═════ Text

# file naming convention under macOS X



## gheorghe (Oct 2, 2002)

It looks like all the files that starts with a period are invisible. Some of our customers (that are still working under MacOS 9) are naming their files like that (.something). These files (burned on a CD) DO NOT COPY. Is there a way to see these files and be able to copy?

thanks


----------



## chemistry_geek (Oct 2, 2002)

Try this and see if it works:

1. Make a disk image using Disc Copy.

2. Set the image size to the 650MB or whatever the size of your CDR's are (mine are 670MB).

3. Burn the disc image (Your_CD_Name_Here.dmg) to the CD.

4. This should work in either Mac OS 9 and OS X.

Just so you know, Mac OS X by default follows the UNIX convention of not showing invisible files in the file browser, the Finder in our case.  There are a series of commands that can be entered into the Terminal that will show all invisible files in the Finder.  I've tried this, it's not convenient because these invisibles show up all over the desktop too.  To get EASY access to the invisible files in Mac OS X, you can download two FREE programs that can do this:  muCommander (http://www.mucommander.com/), an open source Norton Navigator-like file browser written in Java (Yes, from the PC era about 10 years ago), or RBrowser (http://www.rbrowser.com/DownLoad.html), an FTP client that serves as a very good file browser.  I use both programs, but mostly RBrowser because it allows me to copy and paste UNIX paths to change directories and it also has a "get info" feature similar to the Finder, but mostly resembles file browsers/managers found on some UNIX systems.

The easiest thing to do is NOT to name files beginning with a dot (.Name).


----------



## gheorghe (Oct 2, 2002)

thank you chemistry_geek,

I will use one of the programs you mentioned. I was hoping that there is a way to see all the invisible files on a CD without showing the invisible files on desktop.

Again, thanks


----------



## Rhino_G3 (Oct 2, 2002)

if you're looking to use a program to do this the best one that I've found is called Snax.  It's a finder replacement that was written from the ground up to be a coco app. It works very nice.


----------

══════════

**Aim of the task**
Return the passage of the macOS file naming thread word for word, starting at the words "2. Set the image" and stopping after the words "9 and OS X.".

═════ Supplied information

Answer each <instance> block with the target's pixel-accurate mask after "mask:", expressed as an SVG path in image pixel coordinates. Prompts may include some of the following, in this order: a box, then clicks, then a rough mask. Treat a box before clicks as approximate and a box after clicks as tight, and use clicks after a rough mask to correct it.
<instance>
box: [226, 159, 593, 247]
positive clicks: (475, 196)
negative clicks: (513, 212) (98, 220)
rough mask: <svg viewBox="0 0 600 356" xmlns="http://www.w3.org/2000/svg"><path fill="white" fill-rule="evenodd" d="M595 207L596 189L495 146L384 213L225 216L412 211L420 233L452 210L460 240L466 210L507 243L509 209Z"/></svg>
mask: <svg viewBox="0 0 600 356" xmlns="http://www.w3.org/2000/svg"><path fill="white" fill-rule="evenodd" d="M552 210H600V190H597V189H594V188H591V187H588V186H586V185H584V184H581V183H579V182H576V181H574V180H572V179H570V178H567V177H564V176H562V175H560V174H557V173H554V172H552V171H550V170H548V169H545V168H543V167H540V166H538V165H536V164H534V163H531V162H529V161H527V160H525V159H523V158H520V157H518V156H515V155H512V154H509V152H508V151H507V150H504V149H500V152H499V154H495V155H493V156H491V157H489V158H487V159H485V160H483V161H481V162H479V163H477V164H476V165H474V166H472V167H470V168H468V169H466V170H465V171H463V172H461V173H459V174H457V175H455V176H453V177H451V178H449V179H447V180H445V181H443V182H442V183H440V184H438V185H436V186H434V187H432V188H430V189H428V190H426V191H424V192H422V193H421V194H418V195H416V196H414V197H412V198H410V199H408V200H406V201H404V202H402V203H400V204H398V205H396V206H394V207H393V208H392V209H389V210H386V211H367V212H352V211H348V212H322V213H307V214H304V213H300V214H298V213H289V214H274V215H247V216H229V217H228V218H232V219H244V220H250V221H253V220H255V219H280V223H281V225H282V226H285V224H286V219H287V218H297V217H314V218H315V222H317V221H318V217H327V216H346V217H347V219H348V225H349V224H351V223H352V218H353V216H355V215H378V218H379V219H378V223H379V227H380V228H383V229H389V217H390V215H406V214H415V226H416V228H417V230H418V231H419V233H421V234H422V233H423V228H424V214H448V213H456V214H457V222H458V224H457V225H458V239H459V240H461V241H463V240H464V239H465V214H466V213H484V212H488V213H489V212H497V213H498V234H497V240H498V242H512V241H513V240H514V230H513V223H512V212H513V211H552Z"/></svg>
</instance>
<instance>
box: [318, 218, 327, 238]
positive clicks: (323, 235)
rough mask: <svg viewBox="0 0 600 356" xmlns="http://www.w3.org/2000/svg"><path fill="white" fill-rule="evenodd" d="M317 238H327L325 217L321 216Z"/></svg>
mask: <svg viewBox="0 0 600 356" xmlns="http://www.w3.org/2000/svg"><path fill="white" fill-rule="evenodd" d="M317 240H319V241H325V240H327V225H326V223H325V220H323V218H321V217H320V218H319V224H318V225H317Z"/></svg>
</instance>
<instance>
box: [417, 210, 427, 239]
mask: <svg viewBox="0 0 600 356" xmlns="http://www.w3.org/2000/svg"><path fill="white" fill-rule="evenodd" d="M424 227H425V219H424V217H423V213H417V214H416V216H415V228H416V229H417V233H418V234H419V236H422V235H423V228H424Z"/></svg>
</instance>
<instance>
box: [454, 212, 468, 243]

══════════

**Response area**
2. Set the image size to the 650MB or whatever the size of your CDR's are (mine are 670MB).

3. Burn the disc image (Your_CD_Name_Here.dmg) to the CD.

4. This should work in either Mac OS 9 and OS X.